TEXT BLOCK>
►
Political and economic factors continue to rock the transaction boat
Transactional work varies from jurisdiction-to-jurisdiction with the ebb and flow of various economic cycles, but a prevailing theme across the EMEA region has been that more and more advisory firms are urging taxpayers to prepare for the impact of the OECD’s base erosion and profit shifting (BEPS) action plan. Joe Stanley-Smith investigates how this is impacting key jurisdictions across the region.
The BEPS project is dominating the minds of taxpayers and while the initiative will continue to breed uncertainty until final solutions are delivered, one thing taxpayers can be sure of is that it will lead to more disputes, heightened exposure of transactions, financial instruments, and structures, and the potential for reputational damage in the future – a reality which the world is now waking up to and beginning to prepare for.
Germany
Real estate is a key growth sector in the German market, which is becoming increasingly attractive to sellers – a trend which is expected to continue.
“A seller-friendly environment, particularly in the real estate market, definitely results in seller-friendly negotiation positions, also with regard to taxes,” says Hardy Fischer, partner at P+P Pollath + Partners. “For example, we often see absolute statute of limitation periods lately, for instance for tax indemnities. A few years ago such clauses were quite difficult to achieve.”
◄
Position identification records>
►
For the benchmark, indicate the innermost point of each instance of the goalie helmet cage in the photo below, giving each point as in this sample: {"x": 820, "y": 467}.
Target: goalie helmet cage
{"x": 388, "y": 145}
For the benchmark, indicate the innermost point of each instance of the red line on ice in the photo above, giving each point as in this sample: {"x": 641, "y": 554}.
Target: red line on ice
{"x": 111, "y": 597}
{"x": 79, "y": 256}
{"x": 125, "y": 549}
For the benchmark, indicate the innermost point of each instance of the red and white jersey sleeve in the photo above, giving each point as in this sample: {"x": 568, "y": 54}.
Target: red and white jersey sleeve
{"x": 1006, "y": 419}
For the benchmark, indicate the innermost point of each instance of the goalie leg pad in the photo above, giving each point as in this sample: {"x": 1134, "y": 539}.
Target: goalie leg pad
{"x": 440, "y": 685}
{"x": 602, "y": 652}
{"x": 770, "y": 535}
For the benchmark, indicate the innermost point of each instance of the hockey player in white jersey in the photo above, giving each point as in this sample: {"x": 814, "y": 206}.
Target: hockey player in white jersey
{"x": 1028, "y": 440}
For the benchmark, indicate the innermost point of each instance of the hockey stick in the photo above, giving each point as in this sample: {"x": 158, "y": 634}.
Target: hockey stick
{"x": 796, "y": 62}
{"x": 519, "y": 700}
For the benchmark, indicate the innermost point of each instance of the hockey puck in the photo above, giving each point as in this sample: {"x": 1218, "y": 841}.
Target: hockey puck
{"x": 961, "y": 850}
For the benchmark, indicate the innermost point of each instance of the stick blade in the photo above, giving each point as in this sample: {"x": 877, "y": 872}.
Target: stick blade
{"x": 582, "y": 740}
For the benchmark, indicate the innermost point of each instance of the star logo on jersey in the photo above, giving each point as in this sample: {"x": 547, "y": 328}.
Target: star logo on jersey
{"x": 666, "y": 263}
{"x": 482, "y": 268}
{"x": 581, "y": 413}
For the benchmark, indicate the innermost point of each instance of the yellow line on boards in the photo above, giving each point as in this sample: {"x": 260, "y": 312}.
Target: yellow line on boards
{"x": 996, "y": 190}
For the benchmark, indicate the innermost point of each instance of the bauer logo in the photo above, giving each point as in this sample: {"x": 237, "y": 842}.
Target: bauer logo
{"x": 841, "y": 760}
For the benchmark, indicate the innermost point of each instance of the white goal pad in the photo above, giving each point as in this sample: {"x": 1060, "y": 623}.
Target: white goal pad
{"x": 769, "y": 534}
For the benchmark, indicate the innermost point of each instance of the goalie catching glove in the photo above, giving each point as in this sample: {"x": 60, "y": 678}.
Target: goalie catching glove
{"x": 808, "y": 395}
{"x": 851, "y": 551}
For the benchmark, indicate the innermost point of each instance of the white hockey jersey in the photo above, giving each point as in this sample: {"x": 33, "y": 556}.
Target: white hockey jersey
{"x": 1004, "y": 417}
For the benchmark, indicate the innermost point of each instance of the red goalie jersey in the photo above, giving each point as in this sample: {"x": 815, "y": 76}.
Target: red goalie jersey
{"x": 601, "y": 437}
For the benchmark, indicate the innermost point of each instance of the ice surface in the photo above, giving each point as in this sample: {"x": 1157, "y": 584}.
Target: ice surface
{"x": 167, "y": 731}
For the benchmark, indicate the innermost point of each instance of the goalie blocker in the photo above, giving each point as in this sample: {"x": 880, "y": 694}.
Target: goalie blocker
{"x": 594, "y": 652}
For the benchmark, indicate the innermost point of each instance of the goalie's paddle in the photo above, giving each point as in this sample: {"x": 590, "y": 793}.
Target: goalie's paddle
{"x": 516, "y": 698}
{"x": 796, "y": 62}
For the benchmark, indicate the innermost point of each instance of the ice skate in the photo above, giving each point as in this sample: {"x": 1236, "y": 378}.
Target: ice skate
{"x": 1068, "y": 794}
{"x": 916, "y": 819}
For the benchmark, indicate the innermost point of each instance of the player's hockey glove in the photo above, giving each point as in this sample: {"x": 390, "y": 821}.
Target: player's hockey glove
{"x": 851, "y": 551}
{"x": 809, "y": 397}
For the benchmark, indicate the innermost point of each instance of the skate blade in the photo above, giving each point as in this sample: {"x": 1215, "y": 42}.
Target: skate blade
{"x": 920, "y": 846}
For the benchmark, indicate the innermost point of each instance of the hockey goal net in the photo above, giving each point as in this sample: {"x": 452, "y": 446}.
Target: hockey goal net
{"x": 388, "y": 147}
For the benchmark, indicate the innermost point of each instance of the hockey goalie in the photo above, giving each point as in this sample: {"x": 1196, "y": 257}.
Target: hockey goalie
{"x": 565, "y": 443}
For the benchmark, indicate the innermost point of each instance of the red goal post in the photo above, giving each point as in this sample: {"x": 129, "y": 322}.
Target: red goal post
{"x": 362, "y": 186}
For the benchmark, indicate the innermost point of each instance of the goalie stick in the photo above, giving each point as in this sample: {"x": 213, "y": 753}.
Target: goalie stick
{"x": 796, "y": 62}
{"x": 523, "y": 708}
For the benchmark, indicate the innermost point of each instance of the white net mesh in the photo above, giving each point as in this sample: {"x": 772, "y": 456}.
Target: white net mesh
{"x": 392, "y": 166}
◄
TO-DO LIST>
• A. Write out the passage of the tax article from "The BEPS project" up to and including "expected to continue.".
• B. Rewrite the records from the line with "the white net" up to and including the last line of the records, replacing "white net mesh" with "white goal netting" and leaving everything else unchanged.

SOLVED TASKS>
• A.
The BEPS project is dominating the minds of taxpayers and while the initiative will continue to breed uncertainty until final solutions are delivered, one thing taxpayers can be sure of is that it will lead to more disputes, heightened exposure of transactions, financial instruments, and structures, and the potential for reputational damage in the future – a reality which the world is now waking up to and beginning to prepare for.
Germany
Real estate is a key growth sector in the German market, which is becoming increasingly attractive to sellers – a trend which is expected to continue.

• B.
For the benchmark, indicate the innermost point of each instance of the white goal netting in the photo above, giving each point as in this sample: {"x": 772, "y": 456}.
Target: white goal netting
{"x": 392, "y": 166}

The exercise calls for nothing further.